| Task to carry out |
Could you rewrite every line of the records below, requests included, shifting each bounding-box coordinate in the answers up by 104? Leave the pictures out of your reply.

| Stored records |
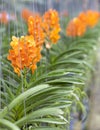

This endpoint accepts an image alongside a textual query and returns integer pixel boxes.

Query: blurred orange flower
[66,18,86,37]
[43,9,61,43]
[78,10,99,27]
[21,8,39,22]
[0,11,8,24]
[28,16,45,46]
[78,12,88,26]
[7,35,41,75]
[86,10,99,27]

| The response |
This endpoint accepts an image alongside a textual query and returns integer pixel boxes.

Query: blurred orange flower
[170,122,190,141]
[147,113,165,147]
[182,114,203,131]
[125,112,143,126]
[104,115,112,128]
[132,120,149,150]
[182,116,192,130]
[111,139,145,179]
[190,114,203,131]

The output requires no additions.